Given information:
======

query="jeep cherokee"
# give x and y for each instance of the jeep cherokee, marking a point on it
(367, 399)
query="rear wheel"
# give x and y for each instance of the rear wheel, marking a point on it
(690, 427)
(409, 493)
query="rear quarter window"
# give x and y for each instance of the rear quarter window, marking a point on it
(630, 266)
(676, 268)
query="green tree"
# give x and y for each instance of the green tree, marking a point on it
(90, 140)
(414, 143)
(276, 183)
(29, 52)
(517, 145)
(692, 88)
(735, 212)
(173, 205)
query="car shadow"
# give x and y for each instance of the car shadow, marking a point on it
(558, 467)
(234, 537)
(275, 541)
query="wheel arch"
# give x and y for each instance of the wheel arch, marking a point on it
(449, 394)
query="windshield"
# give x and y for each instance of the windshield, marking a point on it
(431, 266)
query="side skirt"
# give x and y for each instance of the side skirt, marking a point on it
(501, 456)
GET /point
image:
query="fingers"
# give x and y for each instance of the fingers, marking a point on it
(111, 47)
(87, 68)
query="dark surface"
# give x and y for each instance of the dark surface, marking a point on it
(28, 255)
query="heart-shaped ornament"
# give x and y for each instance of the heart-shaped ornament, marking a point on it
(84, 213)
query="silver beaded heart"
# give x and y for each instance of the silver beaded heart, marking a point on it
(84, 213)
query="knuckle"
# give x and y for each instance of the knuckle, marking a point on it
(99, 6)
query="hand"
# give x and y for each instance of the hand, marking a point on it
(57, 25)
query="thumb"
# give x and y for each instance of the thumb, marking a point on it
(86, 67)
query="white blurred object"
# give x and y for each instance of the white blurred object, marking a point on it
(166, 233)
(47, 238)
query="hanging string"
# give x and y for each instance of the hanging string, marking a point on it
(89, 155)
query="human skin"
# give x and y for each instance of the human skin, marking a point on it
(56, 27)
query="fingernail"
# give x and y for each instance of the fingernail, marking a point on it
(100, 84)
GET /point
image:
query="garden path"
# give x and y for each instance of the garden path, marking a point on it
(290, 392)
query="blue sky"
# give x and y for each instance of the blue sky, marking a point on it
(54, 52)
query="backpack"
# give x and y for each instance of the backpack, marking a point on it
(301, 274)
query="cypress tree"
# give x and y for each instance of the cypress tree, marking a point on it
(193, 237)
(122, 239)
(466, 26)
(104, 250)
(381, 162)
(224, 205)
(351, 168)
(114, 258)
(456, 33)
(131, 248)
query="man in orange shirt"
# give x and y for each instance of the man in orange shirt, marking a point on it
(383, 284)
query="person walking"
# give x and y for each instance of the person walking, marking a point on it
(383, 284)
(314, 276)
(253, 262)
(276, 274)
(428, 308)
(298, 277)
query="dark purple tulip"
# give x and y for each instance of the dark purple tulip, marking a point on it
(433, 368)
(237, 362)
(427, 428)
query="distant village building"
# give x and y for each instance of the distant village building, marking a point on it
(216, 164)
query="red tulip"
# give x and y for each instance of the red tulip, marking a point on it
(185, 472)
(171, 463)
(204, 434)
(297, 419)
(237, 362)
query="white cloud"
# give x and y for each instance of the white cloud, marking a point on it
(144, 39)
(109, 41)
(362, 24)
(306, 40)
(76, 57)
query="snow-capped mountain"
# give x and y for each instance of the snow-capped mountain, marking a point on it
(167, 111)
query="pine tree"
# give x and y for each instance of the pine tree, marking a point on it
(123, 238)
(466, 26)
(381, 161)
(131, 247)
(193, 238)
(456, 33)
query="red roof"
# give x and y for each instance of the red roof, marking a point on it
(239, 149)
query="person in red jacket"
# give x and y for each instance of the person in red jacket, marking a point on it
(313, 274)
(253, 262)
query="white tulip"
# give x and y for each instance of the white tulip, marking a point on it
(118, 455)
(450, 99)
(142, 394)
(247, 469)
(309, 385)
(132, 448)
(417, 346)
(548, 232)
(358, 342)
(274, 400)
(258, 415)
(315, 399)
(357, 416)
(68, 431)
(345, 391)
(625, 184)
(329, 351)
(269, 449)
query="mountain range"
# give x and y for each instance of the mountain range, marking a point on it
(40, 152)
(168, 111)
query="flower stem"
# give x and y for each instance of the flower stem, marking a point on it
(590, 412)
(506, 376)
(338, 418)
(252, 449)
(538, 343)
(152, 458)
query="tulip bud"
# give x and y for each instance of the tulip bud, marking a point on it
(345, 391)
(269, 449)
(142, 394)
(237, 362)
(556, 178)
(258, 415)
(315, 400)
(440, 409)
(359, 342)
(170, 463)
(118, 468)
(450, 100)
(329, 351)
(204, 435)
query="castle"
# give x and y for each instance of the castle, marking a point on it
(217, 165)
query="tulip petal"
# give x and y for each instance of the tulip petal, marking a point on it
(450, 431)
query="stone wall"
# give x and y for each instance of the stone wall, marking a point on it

======

What needs to be done: Retype the whole listing, matching it exactly.

Answer to the exercise:
query="jeep cherokee"
# give x and y for each instance of the jeep cherokee, marking a point on it
(367, 399)
query="rear wheel"
# give x and y for each instance of the rear wheel, marking a point on it
(690, 427)
(409, 493)
query="rear quarter window"
# give x and y for each instance of the rear quarter window, marking a point on it
(630, 266)
(676, 268)
query="green tree"
# give x and y for each instance of the green tree, marking a point on it
(90, 140)
(414, 143)
(276, 183)
(29, 52)
(517, 145)
(692, 88)
(735, 212)
(173, 205)
query="car shadow"
# give x and y for each instance of the car shadow, marking a point on it
(558, 467)
(234, 537)
(275, 541)
query="wheel arch"
# give x and y for each instance of the wheel arch, marking a point on it
(449, 394)
query="windshield"
# give x and y for each instance of the windshield, marking a point on it
(431, 266)
query="side skirt"
# give x and y for each instance of the side skirt, marking a point on it
(501, 456)
GET /point
image:
query="fingers"
# give x and y for each instance of the fingers, marking a point on it
(111, 47)
(87, 68)
query="dark surface"
# give x and y for each instance of the dark surface, marking a point on it
(28, 255)
query="heart-shaped ornament"
# give x and y for each instance of the heart-shaped ornament, marking a point on it
(84, 213)
query="silver beaded heart"
# give x and y for each instance of the silver beaded heart, marking a point on it
(84, 213)
query="knuckle"
# give x and y for each instance of the knuckle, marking a point on it
(99, 6)
query="hand"
# give x and y for each instance of the hand, marking a point on it
(57, 25)
query="thumb"
# give x and y for each instance of the thumb, marking a point on it
(86, 67)
query="white blurred object"
# give x and y for each instance of the white blurred object, marking a point on it
(166, 233)
(47, 238)
query="hanging string"
# give x and y for each instance of the hanging string, marking a point on it
(89, 155)
query="human skin"
# give x and y for each instance of the human skin, marking a point on it
(56, 27)
query="fingernail"
# give x and y for each instance of the fingernail, marking a point on it
(100, 84)
GET /point
image:
query="garden path"
# give x and y for each instance of the garden path, marking a point on it
(290, 392)
query="blue sky"
# give x and y for each instance of the blue sky, marking a point on it
(54, 52)
query="backpack"
# give x and y for each instance of the backpack, marking a point on it
(301, 274)
query="cypress tree"
# give x and y for each instance of the cypress tree, marking a point on it
(193, 237)
(122, 239)
(466, 26)
(104, 250)
(381, 162)
(224, 205)
(351, 168)
(114, 258)
(456, 33)
(131, 248)
query="man in orange shirt"
# give x and y for each instance of the man in orange shirt, marking a point on it
(383, 284)
query="person walking"
# give x and y for each instance of the person walking, marking a point on it
(383, 284)
(314, 276)
(253, 262)
(276, 274)
(428, 308)
(298, 277)
query="dark purple tulip"
# give x and y for each instance of the dark purple tulip, marking a point on it
(433, 368)
(237, 362)
(427, 428)
query="distant village building"
# give x and y for each instance of the distant village building, marking a point on it
(216, 164)
query="red tulip"
# give x and y for each instance of the red tulip, marking a point on it
(185, 472)
(171, 463)
(204, 434)
(297, 419)
(237, 362)
query="white cloud"
# give x and y for each instance of the white cloud, marking a point on it
(144, 39)
(109, 41)
(362, 24)
(306, 40)
(76, 57)
query="snow-capped mountain"
# give x and y for each instance of the snow-capped mountain, marking a point on it
(167, 111)
query="pine tree"
# give x and y for each instance of the pine tree, marking a point on it
(123, 238)
(466, 26)
(381, 161)
(131, 247)
(193, 238)
(456, 33)
query="red roof"
# give x and y for each instance of the red roof, marking a point on it
(239, 149)
query="person in red jacket"
# give x and y for each instance of the person in red jacket, marking a point on it
(313, 274)
(253, 262)
query="white tulip"
# give x and y for each instance of the white tulip, marking a point on it
(118, 455)
(450, 99)
(142, 394)
(247, 469)
(309, 385)
(132, 448)
(417, 346)
(548, 232)
(358, 342)
(274, 400)
(258, 415)
(315, 399)
(357, 416)
(68, 431)
(345, 391)
(625, 184)
(329, 351)
(269, 449)
query="mountain range"
# give x and y for each instance of the mountain range, marking a point on it
(40, 152)
(168, 111)
query="flower stem"
# give x and y for each instance of the flower stem, marking a point on it
(590, 412)
(506, 376)
(338, 418)
(252, 449)
(538, 343)
(152, 458)
query="tulip bud"
# give x and y for each instance of the tulip bud, marking a point on it
(345, 391)
(269, 449)
(142, 394)
(237, 362)
(556, 178)
(258, 415)
(315, 400)
(440, 409)
(359, 342)
(170, 463)
(118, 468)
(450, 100)
(329, 351)
(204, 435)
query="castle"
# give x and y for each instance of the castle, marking a point on it
(217, 165)
query="tulip petal"
# give x and y for each instance of the tulip petal, marking a point on it
(450, 431)
query="stone wall"
# give x and y for each instance of the stone wall, marking a point on it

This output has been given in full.